• [Aim]: Rewrite every line of the records from the line with "of the club" up to and including the line with "<point>615,271</point>", keeping all text as it is except the numeric coordinates inside the point tags. Multiply each of those coordinates by 0.35 and round to the nearest whole number, with halves rounded up.

• [Data rows]:
==*==

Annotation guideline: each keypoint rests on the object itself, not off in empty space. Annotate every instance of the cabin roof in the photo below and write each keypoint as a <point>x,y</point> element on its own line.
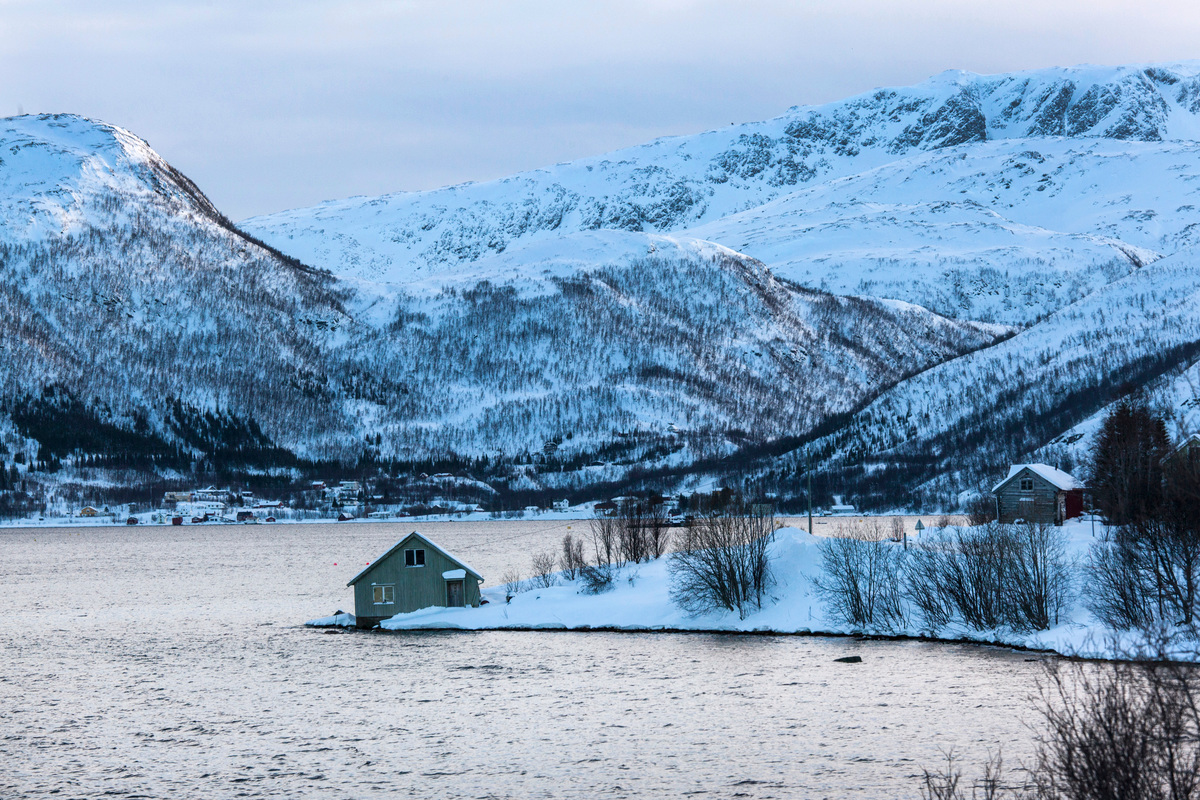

==*==

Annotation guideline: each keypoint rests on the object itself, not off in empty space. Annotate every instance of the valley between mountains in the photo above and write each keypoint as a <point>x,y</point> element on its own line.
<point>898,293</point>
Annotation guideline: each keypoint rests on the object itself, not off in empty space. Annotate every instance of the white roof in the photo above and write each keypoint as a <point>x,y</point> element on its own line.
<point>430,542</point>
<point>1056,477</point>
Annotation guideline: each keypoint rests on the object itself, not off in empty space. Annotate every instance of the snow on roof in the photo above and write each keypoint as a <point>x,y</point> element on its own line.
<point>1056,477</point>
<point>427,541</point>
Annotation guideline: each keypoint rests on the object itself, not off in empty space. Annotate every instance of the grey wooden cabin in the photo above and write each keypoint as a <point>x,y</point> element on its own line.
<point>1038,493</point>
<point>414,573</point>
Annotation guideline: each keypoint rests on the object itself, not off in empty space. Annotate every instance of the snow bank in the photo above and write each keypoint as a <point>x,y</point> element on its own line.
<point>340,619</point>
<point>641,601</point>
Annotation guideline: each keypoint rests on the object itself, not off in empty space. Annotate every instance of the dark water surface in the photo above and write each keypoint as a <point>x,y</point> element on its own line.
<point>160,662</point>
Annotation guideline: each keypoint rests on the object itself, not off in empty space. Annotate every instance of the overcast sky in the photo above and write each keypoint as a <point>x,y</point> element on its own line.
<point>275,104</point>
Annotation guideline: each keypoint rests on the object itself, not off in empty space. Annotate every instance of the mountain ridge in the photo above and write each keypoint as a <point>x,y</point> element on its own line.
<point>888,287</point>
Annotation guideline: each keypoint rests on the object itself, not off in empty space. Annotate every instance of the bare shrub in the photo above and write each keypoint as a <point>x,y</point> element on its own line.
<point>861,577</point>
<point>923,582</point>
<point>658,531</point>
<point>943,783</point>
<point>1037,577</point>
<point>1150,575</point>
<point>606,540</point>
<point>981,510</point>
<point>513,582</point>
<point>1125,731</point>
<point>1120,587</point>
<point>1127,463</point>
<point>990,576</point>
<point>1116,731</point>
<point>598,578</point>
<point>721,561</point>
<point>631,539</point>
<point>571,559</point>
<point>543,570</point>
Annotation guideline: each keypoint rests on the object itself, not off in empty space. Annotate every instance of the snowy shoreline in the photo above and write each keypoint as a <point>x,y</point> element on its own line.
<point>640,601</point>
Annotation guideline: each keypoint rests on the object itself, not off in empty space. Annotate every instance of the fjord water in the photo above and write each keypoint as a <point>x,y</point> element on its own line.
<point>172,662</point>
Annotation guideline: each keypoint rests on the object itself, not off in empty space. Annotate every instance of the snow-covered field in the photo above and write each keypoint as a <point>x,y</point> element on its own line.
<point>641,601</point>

==*==

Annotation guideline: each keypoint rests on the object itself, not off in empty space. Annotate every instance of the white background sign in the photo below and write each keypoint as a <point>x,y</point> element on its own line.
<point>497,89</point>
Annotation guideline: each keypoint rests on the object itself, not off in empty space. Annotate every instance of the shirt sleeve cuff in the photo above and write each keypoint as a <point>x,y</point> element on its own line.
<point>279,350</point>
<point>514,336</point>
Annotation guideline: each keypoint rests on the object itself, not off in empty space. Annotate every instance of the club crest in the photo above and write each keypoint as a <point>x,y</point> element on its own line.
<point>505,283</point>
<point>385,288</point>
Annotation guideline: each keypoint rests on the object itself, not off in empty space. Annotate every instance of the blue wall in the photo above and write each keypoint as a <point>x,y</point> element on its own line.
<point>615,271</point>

==*==

• [Problem solution]:
Annotation guideline: each keypoint rests on the object itself, not off in empty space. Annotate every instance of the club crest in the photo above and write each keypoint as a <point>x,y</point> element on its own line.
<point>177,99</point>
<point>135,101</point>
Annotation guideline: each keypoint rests on the object itself, not off in empty space. Annotate every instance of the blue wall in the photo above and write each keypoint as a <point>x,y</point> element on its own line.
<point>215,95</point>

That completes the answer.